Work task: Where does the string "mark" occur in the records below? Copy every line that holds it.

[Opening Source data section]

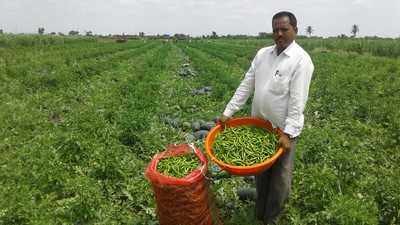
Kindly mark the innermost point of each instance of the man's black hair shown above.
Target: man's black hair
(292, 18)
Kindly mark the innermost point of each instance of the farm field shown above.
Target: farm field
(81, 118)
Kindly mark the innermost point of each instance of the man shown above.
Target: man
(280, 77)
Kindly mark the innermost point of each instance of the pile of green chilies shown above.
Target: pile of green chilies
(244, 145)
(178, 166)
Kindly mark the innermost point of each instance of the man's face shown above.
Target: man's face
(283, 32)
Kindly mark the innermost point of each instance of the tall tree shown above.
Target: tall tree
(309, 30)
(355, 29)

[Closing Source data section]

Output below:
Kindly mark the innermost point of each instance of the man's black hair shown above.
Kindly mark the innermost point of each instance of the farm field shown above.
Kindly mark the innermost point of each instance of the man shown above.
Kindly mark the innermost point of each instance of the pile of green chilies shown above.
Kindly mark the innermost point of each instance of the man's face shown above.
Kindly mark the innermost point of each instance of the tall tree shown above.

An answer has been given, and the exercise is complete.